About this exercise:
From the records below, set down exactly the lines starting with the line that contains "TARGET: sky" and going on through the line that contains "Indicate the green lawn". Nothing else is wanted.

Referring expression data:
—————
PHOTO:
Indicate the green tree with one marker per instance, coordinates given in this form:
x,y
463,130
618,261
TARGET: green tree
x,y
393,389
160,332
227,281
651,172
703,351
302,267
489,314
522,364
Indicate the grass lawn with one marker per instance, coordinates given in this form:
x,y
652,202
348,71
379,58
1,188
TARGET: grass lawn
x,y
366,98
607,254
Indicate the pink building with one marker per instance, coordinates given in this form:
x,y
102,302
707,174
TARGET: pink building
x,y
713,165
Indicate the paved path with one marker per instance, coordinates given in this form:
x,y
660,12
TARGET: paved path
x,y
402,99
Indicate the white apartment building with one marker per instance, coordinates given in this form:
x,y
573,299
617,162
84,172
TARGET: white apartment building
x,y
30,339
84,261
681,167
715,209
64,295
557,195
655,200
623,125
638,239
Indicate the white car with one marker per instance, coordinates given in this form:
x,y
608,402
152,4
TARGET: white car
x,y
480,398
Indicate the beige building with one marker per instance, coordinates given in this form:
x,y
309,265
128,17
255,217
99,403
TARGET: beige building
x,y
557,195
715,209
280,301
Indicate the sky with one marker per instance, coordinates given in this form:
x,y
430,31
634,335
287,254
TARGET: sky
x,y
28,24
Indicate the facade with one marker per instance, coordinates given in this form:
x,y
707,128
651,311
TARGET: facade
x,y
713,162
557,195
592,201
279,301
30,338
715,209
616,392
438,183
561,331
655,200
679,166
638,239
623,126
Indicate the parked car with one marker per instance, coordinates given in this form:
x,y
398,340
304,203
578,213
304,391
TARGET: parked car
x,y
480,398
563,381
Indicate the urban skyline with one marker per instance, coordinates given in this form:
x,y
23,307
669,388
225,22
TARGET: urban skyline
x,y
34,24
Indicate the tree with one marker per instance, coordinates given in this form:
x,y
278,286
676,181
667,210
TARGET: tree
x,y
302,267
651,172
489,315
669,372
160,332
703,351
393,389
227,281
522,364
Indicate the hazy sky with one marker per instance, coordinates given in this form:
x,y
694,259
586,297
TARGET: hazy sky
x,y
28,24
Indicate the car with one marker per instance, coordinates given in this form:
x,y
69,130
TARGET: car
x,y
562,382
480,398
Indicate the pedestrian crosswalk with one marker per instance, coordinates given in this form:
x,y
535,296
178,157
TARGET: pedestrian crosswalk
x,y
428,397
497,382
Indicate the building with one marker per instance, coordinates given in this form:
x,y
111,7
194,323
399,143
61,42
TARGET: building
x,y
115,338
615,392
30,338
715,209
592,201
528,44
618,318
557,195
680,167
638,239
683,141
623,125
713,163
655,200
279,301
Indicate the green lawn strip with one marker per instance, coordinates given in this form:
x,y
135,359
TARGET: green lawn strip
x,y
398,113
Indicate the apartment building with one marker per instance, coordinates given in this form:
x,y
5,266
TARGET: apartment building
—————
Solution for this problem:
TARGET: sky
x,y
28,24
Indicate the facade with one marker per instance, coordinates given in this form:
x,y
707,128
651,311
TARGET: facade
x,y
713,162
557,195
592,201
279,301
30,338
715,209
616,392
438,183
561,331
655,200
679,166
638,239
623,126
Indicate the parked car with one marker per instance, coordinates given in this form:
x,y
398,340
304,203
578,213
304,391
TARGET: parked car
x,y
480,398
563,381
Indicate the urban skyline with one marker per instance, coordinates given in this form:
x,y
23,307
669,388
225,22
TARGET: urban skyline
x,y
34,24
Indicate the tree with one marker per instance, coordinates given in this form:
x,y
278,286
676,181
667,210
TARGET: tree
x,y
302,267
651,172
489,315
669,372
160,332
703,351
393,389
227,281
522,364
Indicate the hazy sky with one marker per instance, coordinates given in this form:
x,y
694,259
586,297
TARGET: hazy sky
x,y
28,24
Indicate the car with one marker per instance, coordinates given in this form:
x,y
69,130
TARGET: car
x,y
562,382
480,398
Indicate the pedestrian crosswalk with one marker per instance, coordinates given in this form:
x,y
535,296
178,157
TARGET: pedestrian crosswalk
x,y
428,397
497,382
Indicate the building with one marker per instance, coordinates given in this form:
x,y
111,7
194,323
399,143
61,42
TARGET: building
x,y
115,338
615,392
30,338
715,209
592,201
528,44
618,318
557,195
680,167
638,239
683,141
623,125
713,163
655,200
279,301
Indicate the green lawn strip with one marker per instance, coordinates given in this form:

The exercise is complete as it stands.